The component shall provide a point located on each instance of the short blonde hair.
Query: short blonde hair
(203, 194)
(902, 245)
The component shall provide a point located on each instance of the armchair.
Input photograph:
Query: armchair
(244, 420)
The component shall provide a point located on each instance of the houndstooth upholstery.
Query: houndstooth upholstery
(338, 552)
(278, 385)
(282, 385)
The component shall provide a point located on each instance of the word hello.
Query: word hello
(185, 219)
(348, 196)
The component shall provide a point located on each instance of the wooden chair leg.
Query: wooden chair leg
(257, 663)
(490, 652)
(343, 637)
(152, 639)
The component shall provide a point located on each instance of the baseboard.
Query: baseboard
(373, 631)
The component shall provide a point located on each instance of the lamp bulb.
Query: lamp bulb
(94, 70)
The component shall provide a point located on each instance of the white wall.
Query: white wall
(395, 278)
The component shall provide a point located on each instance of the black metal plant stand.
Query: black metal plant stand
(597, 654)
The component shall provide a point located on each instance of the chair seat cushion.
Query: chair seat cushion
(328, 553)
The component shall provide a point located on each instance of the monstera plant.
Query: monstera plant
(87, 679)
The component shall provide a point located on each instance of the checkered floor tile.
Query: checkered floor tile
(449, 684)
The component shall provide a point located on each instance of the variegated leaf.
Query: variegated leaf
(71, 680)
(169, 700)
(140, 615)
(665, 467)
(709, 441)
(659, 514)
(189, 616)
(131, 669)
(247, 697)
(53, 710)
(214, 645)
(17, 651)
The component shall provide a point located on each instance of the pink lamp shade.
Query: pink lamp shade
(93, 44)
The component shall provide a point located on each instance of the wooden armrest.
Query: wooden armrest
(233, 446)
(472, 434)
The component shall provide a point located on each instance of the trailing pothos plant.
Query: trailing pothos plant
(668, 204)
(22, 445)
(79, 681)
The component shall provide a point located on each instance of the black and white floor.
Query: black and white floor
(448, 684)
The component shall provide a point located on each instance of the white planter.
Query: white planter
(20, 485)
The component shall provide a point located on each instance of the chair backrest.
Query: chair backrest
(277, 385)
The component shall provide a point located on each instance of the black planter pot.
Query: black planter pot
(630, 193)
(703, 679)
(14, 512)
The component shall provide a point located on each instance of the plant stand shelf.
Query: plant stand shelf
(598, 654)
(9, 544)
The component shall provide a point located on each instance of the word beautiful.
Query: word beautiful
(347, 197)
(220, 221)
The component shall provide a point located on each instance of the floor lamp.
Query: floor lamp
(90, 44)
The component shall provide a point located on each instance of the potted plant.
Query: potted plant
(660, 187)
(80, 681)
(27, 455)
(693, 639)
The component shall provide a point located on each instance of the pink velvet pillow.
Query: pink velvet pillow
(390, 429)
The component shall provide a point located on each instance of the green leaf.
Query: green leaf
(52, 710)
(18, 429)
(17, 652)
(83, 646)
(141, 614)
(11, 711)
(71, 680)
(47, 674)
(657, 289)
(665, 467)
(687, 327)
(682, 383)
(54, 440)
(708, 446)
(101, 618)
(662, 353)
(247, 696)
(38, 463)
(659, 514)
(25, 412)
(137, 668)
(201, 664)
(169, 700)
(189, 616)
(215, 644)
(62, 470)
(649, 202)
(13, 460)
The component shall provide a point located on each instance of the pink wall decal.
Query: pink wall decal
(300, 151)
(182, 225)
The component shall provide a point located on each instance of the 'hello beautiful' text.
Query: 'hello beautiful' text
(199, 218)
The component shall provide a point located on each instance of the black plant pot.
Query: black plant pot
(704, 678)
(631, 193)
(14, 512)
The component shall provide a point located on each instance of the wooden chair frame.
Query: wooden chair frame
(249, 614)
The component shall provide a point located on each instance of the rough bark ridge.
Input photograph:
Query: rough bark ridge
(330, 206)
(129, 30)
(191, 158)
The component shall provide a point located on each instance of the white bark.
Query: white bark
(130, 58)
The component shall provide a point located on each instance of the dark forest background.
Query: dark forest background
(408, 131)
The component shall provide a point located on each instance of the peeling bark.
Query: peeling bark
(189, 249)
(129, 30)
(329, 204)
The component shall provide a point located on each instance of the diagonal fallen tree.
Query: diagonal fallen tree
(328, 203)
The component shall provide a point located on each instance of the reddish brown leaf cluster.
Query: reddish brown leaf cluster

------------------------------

Print out the whole listing exactly as it appears.

» RESULT BELOW:
The component shall provide a point located on each instance of the short blonde hair.
Query: short blonde hair
(203, 194)
(902, 245)
The component shall provide a point located on each instance of the armchair.
Input photograph:
Query: armchair
(244, 420)
The component shall provide a point located on each instance of the houndstooth upholstery.
Query: houndstooth upholstery
(338, 552)
(278, 385)
(282, 385)
The component shall provide a point located on each instance of the word hello.
Query: word hello
(185, 219)
(348, 196)
The component shall provide a point located on each instance of the wooden chair leg.
Query: wooden chair leg
(257, 663)
(490, 652)
(343, 637)
(152, 639)
The component shall provide a point located on each instance of the baseboard.
Query: baseboard
(373, 631)
The component shall provide a point located on each instance of the lamp bulb.
Query: lamp bulb
(94, 70)
The component shall provide a point located on each instance of the white wall.
Query: white wall
(395, 278)
The component shall provide a point located on each instance of the black metal plant stand.
Query: black metal plant stand
(597, 654)
The component shall provide a point located on each instance of the chair seat cushion.
Query: chair seat cushion
(328, 553)
The component shall provide a point located on each instance of the monstera plant.
Query: monstera plant
(87, 679)
The component shall provide a point located on each instance of the checkered floor tile.
Query: checkered floor tile
(449, 684)
The component shall provide a point located on each instance of the variegated leaf.
Query: variegated leaf
(71, 680)
(169, 700)
(140, 615)
(665, 467)
(709, 441)
(659, 514)
(189, 616)
(131, 669)
(247, 697)
(53, 710)
(214, 645)
(17, 651)
The component shall provide a point located on each instance of the pink lamp shade.
Query: pink lamp shade
(93, 44)
The component shall provide a point located on each instance of the wooden armrest.
Query: wooden armrest
(233, 446)
(472, 434)
The component shall provide a point located on each instance of the trailing pothos plant.
Query: trailing pothos plant
(668, 204)
(22, 445)
(79, 681)
The component shall provide a point located on each instance of the black and white floor.
Query: black and white floor
(448, 684)
The component shall provide a point located on each instance of the white planter.
Query: white planter
(20, 485)
The component shall provide a point located on each instance of the chair backrest.
Query: chair backrest
(277, 385)
The component shall provide a point located on each instance of the black planter pot.
Query: black planter pot
(630, 193)
(703, 679)
(14, 512)
The component shall provide a point located on each instance of the plant stand shelf.
Query: plant stand shelf
(598, 654)
(9, 544)
The component shall provide a point located on each instance of the word beautiful.
Query: word beautiful
(347, 197)
(220, 221)
The component shall provide a point located on each instance of the floor lamp.
Query: floor lamp
(90, 44)
The component shall provide a point located on each instance of the potted plant.
Query: potted plant
(660, 187)
(80, 681)
(27, 455)
(693, 639)
The component shall provide a point located on each instance of the pink velvet pillow.
Query: pink velvet pillow
(390, 429)
The component shall provide a point located on each instance of the green leaf.
Query: green leaf
(52, 710)
(18, 429)
(17, 652)
(83, 646)
(141, 614)
(11, 711)
(71, 680)
(47, 674)
(657, 289)
(665, 467)
(687, 327)
(682, 383)
(54, 440)
(708, 446)
(101, 618)
(662, 353)
(247, 696)
(38, 463)
(659, 514)
(25, 412)
(137, 668)
(201, 664)
(169, 700)
(189, 616)
(215, 644)
(62, 470)
(649, 202)
(13, 460)
The component shall provide a point located on each instance of the pink wall decal.
Query: pink wall decal
(300, 151)
(182, 225)
The component shall provide a point located on each instance of the 'hello beautiful' text.
Query: 'hello beautiful' text
(199, 218)
The component shall provide a point located on each instance of the black plant pot.
Query: black plant pot
(704, 678)
(631, 193)
(14, 512)
The component shall provide a point located on each instance of the wooden chair frame.
Query: wooden chair frame
(249, 614)
The component shall provide a point located on each instance of the rough bark ridge.
Input photograph:
Query: rough bark ridge
(330, 206)
(129, 30)
(191, 158)
The component shall provide a point located on each instance of the white bark.
Query: white bark
(130, 58)
The component shall provide a point located on each instance of the dark forest background.
Query: dark forest background
(408, 131)
The component shall provide a point located on each instance of the peeling bark.
Query: peeling bark
(189, 249)
(129, 30)
(329, 204)
The component shall provide a point located on each instance of the diagonal fallen tree.
Query: diagonal fallen tree
(328, 203)
The component shall provide a point located on each instance of the reddish brown leaf cluster.
Query: reddish brown leaf cluster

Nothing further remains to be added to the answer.